# Records drawn from a dataset
◆ ◆ ◆ ◆ ◆

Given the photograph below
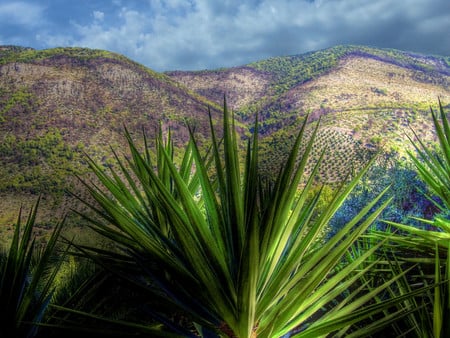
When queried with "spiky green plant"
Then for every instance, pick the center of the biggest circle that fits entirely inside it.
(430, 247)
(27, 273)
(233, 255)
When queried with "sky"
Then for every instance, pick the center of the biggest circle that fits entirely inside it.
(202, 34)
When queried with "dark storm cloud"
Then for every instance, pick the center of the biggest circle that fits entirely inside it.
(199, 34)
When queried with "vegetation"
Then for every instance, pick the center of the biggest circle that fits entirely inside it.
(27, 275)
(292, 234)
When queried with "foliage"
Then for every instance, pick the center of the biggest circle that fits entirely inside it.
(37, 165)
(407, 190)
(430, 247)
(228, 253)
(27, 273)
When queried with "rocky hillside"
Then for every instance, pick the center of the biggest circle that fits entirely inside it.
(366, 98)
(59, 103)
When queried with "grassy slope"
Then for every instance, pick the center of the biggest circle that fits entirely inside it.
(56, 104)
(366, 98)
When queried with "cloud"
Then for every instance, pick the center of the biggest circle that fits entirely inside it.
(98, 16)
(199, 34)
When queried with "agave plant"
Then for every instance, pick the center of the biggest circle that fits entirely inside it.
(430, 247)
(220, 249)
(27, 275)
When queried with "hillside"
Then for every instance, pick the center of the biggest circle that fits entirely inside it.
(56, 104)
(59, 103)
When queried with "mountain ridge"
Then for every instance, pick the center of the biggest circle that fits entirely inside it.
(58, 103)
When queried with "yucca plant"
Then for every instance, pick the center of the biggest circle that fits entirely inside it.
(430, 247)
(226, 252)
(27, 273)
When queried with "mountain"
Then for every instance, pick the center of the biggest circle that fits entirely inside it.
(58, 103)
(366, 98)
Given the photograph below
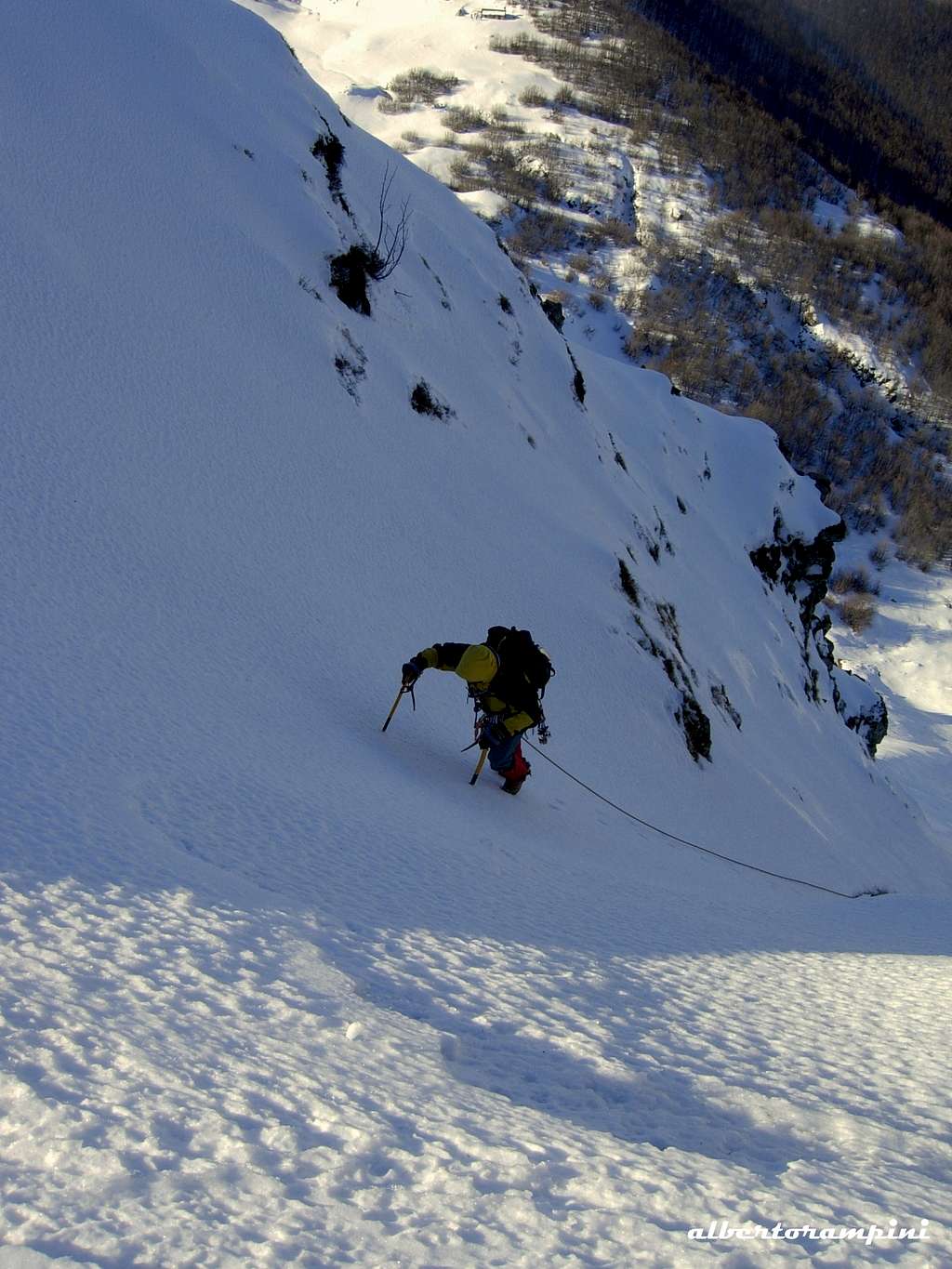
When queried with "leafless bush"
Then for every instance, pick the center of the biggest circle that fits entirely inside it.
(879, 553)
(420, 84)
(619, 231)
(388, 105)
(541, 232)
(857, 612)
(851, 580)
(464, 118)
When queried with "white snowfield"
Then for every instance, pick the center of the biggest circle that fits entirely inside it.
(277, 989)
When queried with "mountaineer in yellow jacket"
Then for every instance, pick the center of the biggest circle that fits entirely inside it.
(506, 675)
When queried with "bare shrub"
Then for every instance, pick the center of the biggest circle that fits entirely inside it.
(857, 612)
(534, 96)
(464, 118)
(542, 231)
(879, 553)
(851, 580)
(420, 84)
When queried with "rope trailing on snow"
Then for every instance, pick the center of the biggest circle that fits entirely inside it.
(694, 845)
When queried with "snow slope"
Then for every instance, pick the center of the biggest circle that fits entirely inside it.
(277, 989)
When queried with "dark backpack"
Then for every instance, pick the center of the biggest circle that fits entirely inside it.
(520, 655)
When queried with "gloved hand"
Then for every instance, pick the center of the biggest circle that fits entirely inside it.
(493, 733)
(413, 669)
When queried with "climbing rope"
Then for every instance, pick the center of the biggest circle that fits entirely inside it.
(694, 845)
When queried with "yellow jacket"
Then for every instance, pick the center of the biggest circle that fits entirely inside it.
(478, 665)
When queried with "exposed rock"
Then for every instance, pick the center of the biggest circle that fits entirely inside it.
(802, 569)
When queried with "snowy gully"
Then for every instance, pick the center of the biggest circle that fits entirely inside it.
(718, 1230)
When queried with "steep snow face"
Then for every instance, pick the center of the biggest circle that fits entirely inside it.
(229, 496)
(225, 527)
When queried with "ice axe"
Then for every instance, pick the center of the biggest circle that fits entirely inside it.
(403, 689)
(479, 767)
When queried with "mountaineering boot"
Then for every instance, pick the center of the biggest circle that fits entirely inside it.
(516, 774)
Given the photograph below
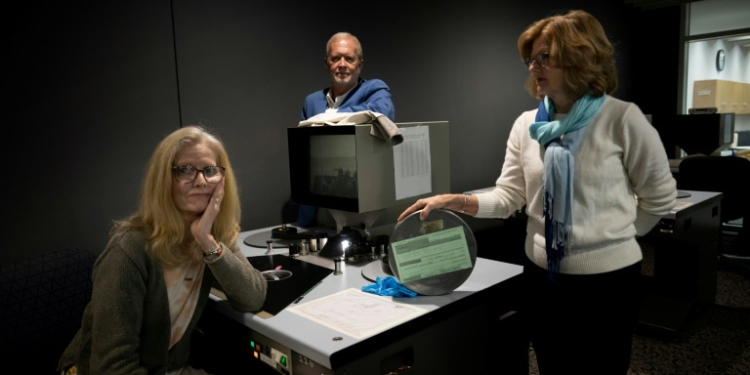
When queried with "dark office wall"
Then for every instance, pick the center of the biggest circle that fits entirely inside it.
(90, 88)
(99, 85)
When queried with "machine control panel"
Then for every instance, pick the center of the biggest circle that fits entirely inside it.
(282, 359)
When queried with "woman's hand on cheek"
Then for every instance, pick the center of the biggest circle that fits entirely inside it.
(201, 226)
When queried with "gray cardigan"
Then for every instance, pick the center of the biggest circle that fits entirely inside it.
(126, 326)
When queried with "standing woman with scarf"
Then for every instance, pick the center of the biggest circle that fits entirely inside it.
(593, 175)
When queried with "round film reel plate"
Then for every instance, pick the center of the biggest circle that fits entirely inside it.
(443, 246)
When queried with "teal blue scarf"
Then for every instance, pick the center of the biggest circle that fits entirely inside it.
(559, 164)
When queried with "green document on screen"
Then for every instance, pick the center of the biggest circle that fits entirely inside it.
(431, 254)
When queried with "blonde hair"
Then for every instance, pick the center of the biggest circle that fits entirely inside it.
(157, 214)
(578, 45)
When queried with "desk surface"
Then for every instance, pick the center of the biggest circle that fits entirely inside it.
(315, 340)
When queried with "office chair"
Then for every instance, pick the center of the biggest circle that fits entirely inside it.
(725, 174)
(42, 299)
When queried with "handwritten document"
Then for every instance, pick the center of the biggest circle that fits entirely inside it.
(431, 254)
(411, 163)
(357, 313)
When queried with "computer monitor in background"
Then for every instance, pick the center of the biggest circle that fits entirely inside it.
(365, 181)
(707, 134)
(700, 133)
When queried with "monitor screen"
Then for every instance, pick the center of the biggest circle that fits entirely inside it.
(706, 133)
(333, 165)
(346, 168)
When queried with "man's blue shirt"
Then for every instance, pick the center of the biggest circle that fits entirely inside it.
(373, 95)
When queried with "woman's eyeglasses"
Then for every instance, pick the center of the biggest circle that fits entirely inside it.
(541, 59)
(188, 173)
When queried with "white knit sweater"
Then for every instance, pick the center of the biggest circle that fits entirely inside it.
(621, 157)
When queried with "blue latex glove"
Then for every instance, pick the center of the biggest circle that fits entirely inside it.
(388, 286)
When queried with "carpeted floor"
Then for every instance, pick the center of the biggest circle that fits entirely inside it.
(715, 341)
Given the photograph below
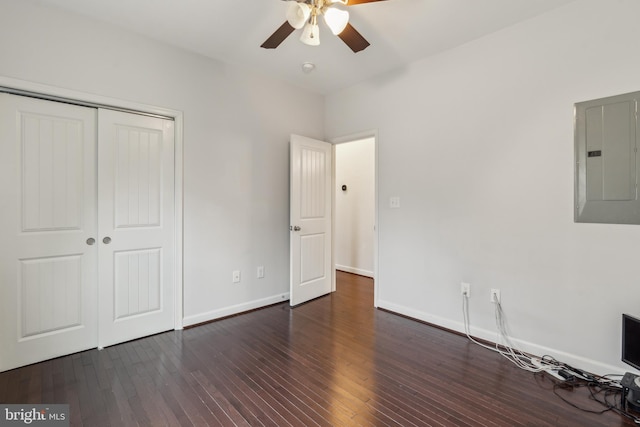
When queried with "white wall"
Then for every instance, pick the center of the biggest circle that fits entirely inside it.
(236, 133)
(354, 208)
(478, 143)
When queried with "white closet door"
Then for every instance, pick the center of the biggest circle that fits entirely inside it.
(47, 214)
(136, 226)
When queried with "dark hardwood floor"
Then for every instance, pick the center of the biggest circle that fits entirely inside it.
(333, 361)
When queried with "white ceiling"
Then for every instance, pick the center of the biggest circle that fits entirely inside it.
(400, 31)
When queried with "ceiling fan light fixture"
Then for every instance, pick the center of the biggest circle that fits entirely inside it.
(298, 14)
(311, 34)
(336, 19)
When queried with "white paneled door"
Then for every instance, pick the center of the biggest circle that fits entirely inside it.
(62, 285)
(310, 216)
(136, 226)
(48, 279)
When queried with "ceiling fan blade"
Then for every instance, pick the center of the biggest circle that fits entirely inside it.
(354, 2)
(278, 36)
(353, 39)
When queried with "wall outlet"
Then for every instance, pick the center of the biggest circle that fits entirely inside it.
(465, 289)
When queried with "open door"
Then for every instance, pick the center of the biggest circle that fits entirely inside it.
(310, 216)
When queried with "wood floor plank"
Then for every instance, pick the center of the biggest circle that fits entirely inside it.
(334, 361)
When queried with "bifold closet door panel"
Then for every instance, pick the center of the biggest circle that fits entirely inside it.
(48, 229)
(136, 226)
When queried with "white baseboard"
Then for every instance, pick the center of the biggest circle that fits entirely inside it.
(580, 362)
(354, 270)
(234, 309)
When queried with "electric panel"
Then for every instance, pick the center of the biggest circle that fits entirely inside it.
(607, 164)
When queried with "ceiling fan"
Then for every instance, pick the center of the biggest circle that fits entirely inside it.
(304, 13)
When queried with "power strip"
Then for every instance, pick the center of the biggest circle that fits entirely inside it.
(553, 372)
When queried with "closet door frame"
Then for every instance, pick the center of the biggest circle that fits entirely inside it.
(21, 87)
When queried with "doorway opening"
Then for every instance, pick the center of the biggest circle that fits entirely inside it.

◆ ◆ ◆ ◆ ◆

# What to produce
Find all lines holding the word "green" in the records above and copy them.

# Exercise solution
When queried with "spiky green plant"
When queried with "green document on screen"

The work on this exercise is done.